> [EXCERPT TO READ]
##########
Unions try to cash in on government support of home health care workers

home_healthcareBy Nathan Mehrens

When the New York Times uses an editorial to criticize your actions, that is generally a good indication that you are on the right track.

Such is the case of the Times’ criticisms of home health care workers (leveled mostly at their attorneys) who do not desire to lose the ability to deal with the government (their quasi employer) regarding their situations and instead cede that ability to a union lobbyist. These home health care workers are providing care for their disabled children under the Minnesota Medicaid program. They do this as an alternative to placing the children in institutions. Certain states like Minnesota would like to make union representation of the parent part of the deal. The Minnesota statute on point makes the parents state employees just for the purposes of unionization, enabling the union to lobby the state on their behalf.

Unions are desperate to find new members and corresponding sources of revenue because today only 6.7 percent of private sector employees are members of unions. As such, unions are working hard to turn every person who receives any type of public benefit into a public sector employee that can be unionized. This has prompted unions to attempt new tactics aimed at gaining additional members from the public sector. The home health care context is one of their latest target areas.

Most of us wouldn’t consider an individual who cares for a disabled child to be a public sector employee, and this past June the U.S. Supreme Court in Harris v. Quinn agreed that they are not full employees. As such, they cannot be forced to financially support the union’s activities in lobbying the state government.

At issue in the latest litigation is whether despite the Court’s actions in freeing individuals from financially supporting union lobbyists, do these individual parents have the right to freely associate and speak to the government regarding their situations, or whether those rights can only be exercised through the union lobbyists as the exclusive representative of the parents.
##########
Stored data entries:

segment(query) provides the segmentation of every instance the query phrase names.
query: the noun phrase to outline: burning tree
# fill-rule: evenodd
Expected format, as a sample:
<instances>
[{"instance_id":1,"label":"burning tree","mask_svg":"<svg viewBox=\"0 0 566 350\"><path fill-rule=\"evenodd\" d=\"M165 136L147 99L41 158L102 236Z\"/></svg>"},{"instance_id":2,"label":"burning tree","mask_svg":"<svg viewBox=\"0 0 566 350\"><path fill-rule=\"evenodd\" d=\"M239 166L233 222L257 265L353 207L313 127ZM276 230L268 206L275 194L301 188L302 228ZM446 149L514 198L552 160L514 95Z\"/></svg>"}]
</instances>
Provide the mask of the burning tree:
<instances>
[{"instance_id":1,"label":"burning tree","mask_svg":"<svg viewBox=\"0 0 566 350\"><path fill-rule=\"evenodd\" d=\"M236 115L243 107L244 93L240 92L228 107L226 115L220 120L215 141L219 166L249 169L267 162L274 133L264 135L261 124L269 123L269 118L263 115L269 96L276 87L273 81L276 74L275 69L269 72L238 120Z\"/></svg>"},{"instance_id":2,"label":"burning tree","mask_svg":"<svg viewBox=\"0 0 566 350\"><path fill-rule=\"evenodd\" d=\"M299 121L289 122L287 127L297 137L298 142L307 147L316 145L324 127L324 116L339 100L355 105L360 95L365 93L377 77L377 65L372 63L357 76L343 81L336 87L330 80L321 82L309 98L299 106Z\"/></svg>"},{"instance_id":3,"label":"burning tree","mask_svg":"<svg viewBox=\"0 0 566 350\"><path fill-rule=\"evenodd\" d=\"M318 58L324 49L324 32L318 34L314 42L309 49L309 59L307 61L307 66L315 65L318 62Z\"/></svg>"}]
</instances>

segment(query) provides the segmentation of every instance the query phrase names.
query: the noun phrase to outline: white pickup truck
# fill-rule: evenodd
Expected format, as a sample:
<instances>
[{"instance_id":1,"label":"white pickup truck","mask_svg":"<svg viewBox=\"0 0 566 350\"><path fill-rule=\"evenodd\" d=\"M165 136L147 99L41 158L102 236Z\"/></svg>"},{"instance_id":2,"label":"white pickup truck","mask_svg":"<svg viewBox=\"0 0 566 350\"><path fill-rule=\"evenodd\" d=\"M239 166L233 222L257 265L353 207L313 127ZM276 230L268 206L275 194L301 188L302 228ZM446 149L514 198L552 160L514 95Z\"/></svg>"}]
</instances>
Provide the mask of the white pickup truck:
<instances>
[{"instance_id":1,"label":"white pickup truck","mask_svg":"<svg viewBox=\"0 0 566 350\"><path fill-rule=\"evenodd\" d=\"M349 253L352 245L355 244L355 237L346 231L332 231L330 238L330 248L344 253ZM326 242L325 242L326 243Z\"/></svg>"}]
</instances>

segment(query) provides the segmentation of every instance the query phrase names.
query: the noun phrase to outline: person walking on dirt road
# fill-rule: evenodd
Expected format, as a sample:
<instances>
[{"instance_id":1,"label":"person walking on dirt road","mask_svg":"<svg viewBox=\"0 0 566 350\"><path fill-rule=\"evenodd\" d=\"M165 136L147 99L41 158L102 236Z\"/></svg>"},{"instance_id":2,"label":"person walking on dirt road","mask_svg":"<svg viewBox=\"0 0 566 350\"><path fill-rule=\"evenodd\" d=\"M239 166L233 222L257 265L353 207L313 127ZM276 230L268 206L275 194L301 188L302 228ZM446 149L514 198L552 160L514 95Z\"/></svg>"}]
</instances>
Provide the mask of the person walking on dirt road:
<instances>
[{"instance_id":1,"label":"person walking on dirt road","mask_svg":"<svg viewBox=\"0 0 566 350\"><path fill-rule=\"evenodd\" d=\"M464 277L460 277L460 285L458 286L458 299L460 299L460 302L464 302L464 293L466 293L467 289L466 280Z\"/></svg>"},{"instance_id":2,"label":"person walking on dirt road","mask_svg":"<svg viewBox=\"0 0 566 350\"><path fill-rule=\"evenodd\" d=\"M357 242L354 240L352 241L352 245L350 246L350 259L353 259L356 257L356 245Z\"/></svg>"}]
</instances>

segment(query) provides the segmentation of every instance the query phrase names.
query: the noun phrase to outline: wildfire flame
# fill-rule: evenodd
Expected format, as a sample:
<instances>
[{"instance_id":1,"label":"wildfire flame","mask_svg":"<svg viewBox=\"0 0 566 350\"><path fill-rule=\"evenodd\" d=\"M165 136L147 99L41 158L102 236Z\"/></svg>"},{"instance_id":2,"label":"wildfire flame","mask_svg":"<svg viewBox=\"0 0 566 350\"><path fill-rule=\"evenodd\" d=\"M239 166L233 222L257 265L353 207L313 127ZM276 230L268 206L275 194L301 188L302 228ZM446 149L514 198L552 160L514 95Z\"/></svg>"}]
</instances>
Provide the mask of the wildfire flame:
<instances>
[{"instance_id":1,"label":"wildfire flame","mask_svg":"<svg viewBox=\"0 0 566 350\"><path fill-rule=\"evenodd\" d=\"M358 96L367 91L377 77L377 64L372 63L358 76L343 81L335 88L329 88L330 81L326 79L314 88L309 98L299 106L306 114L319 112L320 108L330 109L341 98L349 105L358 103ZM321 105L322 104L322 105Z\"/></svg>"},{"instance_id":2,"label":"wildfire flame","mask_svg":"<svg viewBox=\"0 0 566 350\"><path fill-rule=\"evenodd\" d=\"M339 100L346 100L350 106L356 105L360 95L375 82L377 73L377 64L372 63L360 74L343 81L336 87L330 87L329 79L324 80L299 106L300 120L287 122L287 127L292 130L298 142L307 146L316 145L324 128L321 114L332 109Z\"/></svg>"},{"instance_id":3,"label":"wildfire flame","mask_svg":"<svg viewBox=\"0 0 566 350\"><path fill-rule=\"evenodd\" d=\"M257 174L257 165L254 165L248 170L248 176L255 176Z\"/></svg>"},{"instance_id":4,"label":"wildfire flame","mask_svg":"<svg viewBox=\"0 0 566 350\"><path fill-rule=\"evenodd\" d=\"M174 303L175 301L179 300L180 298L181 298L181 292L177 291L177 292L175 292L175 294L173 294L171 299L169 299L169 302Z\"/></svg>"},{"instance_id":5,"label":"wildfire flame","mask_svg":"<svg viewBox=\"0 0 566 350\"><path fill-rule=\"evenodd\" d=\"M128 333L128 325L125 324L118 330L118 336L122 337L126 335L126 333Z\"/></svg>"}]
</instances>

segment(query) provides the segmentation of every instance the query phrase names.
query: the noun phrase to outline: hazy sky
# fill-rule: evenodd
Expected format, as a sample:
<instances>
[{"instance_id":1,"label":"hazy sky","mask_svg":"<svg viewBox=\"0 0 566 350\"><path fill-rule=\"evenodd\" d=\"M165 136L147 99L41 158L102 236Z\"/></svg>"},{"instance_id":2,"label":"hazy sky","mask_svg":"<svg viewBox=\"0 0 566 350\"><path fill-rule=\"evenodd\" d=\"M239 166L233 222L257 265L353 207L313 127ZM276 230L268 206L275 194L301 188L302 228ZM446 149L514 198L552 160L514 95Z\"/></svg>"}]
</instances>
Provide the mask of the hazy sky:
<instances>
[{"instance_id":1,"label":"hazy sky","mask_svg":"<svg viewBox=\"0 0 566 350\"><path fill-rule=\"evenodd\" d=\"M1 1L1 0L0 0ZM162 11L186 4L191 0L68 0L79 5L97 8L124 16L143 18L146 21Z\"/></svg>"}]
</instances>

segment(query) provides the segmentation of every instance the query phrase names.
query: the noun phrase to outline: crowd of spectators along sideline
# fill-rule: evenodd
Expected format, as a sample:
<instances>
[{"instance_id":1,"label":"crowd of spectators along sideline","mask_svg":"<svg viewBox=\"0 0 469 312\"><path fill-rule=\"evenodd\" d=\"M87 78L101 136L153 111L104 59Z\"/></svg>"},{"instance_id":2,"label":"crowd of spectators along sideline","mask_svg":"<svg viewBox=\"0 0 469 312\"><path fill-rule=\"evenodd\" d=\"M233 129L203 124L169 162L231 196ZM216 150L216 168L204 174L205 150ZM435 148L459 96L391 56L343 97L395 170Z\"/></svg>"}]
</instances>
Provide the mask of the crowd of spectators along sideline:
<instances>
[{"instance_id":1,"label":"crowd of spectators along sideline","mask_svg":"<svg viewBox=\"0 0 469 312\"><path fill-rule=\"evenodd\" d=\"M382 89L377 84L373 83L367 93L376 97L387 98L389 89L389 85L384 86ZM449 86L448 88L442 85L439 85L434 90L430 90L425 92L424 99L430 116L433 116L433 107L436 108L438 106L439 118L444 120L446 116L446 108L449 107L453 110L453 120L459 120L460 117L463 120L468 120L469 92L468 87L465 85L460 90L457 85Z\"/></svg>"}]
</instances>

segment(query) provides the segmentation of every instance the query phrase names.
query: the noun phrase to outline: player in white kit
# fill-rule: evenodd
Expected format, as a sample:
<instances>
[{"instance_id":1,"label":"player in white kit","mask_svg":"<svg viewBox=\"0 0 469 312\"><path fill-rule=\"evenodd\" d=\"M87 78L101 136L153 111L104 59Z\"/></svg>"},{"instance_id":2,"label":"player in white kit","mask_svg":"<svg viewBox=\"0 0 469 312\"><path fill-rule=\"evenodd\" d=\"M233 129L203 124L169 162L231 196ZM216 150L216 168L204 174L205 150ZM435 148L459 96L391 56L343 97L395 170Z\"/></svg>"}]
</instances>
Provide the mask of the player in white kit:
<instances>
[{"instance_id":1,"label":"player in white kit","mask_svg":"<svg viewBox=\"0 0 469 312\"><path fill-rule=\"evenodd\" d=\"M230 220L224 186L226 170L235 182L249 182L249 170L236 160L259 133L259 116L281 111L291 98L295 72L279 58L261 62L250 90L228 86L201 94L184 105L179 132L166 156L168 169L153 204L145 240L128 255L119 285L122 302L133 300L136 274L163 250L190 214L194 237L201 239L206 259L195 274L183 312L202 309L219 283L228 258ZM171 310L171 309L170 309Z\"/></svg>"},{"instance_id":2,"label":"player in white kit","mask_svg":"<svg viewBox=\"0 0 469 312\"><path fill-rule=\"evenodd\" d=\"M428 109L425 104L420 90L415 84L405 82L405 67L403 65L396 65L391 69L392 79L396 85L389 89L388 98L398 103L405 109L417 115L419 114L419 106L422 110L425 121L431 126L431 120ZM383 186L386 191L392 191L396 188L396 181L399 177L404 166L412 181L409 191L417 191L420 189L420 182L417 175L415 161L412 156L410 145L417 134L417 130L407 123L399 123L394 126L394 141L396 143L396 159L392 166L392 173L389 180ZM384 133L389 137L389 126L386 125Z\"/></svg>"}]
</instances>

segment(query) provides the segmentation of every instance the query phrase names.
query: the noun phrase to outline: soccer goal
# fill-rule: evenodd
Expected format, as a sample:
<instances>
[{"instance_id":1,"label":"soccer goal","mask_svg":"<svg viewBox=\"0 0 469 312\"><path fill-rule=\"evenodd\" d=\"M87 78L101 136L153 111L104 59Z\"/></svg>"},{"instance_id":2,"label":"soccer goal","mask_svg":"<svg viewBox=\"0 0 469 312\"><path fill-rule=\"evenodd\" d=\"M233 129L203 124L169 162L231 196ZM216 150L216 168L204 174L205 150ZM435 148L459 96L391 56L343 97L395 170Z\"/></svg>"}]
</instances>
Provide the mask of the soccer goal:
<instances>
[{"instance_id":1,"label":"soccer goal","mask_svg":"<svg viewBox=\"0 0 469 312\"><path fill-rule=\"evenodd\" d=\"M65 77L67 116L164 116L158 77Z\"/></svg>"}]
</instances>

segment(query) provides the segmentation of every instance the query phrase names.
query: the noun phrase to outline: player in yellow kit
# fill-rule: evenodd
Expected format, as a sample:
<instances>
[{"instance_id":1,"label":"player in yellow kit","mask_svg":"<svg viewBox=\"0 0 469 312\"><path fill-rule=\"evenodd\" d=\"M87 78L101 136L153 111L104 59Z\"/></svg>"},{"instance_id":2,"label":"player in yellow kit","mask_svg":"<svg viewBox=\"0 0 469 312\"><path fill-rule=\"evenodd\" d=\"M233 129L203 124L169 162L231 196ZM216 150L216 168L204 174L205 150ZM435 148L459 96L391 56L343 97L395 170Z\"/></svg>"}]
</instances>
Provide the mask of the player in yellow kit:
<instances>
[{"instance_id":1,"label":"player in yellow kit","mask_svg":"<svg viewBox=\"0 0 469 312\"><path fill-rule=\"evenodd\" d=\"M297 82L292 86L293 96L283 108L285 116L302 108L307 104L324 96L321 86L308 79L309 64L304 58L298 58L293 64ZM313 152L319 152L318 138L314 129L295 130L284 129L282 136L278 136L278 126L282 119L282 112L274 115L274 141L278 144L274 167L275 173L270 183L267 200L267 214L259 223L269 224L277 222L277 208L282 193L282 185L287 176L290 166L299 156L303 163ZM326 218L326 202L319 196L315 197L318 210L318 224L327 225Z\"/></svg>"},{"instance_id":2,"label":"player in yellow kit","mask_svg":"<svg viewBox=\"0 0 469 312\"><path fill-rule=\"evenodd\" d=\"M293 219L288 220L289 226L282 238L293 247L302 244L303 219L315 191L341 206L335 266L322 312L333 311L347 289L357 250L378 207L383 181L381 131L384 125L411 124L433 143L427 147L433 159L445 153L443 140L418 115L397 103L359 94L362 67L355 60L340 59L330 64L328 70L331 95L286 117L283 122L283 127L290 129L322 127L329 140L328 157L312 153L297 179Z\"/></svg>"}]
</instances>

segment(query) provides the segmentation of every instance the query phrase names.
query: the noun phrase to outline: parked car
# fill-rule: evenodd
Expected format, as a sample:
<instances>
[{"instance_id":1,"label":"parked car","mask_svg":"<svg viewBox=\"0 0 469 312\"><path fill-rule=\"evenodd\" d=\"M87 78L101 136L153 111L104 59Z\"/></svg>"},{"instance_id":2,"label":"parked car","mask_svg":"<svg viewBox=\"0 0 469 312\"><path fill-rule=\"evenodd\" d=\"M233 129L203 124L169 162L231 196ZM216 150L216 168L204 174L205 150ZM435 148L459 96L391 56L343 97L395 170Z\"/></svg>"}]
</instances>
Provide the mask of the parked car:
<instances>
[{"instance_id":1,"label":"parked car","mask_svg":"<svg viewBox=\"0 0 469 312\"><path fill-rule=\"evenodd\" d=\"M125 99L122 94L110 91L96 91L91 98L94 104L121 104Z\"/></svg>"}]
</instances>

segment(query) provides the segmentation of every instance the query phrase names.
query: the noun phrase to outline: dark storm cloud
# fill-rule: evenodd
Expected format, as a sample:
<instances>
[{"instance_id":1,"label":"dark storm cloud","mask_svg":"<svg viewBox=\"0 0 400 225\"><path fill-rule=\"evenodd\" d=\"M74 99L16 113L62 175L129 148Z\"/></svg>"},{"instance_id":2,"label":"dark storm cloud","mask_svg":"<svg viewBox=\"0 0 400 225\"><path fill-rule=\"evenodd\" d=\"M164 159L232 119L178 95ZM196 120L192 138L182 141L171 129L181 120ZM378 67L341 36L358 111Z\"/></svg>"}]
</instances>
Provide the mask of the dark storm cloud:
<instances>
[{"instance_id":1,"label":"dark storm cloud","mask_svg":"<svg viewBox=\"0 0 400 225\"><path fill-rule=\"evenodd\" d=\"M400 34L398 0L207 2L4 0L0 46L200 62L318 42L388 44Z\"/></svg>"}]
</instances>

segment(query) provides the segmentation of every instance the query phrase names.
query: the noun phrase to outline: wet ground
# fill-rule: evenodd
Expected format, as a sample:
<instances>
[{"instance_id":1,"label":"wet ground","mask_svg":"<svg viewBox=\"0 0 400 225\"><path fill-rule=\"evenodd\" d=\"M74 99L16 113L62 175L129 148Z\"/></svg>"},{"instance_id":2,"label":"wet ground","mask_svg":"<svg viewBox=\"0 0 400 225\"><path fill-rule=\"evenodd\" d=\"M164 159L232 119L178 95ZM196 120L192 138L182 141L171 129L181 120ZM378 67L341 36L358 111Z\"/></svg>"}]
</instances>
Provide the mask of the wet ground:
##########
> [WORK INSTRUCTIONS]
[1] For each statement below, say whether it agrees with the article on unions and home health care workers. Answer yes or no, and quote the words from the article that decide it.
(a) The workers described care for their disabled children under Minnesota's Medicaid program.
(b) Only 6.7 percent of public sector employees belong to unions.
(c) In Harris v. Quinn, the Supreme Court found that these workers are full public employees.
[2] Proceed with the article on unions and home health care workers, starting right after its last sentence.

> [EXPECTED RESULTS]
[1]
(a) Yes: "These home health care workers are providing care for their disabled children under the Minnesota Medicaid program."
(b) No: "today only 6.7 percent of private sector employees are members of unions."
(c) No: "the U.S. Supreme Court in Harris v. Quinn agreed that they are not full employees."

[2]
The principle that should guide the court in this case is simple; the First Amendment protects the rights of persons to choose freely what organizations to associate with, and that will lobby the government, ostensibly, on their behalf. The First Amendment also protects the right of persons to choose to not be represented by a lobbyist and to instead be able to exercise their individual rights to “petition the Government for a redress of grievances.” Therefore, the parents should be free to decide to engage in their own discussions with the government regarding the services they are provided instead of being forced to go through a union lobbyist. Given recent holdings from the U.S. Supreme Court, this is the result that should occur if the case reaches them.

It is unfortunate that this litigation is even necessary. Rather than designing a service that customers want, like any other business would do, unions have instead focused a good deal of their efforts on causing governmental actions that instantly create new members for them. This results in a much needed revenue source for the union and in many cases causes them little to no extra work. In the public sector context this is particularly problematic as described above, because it places the individual in the position of having a union lobbyist forced upon them.

Somehow I doubt the Times would be in favor of having a lobbyist forced upon them, especially if that lobbyist doesn’t share their views. Unfortunately, they see no problem forcing this on parents who are merely trying to take care of their children.

Nathan Mehrens is President of Americans for Limited Government and previously served in the U.S. Department of Labor.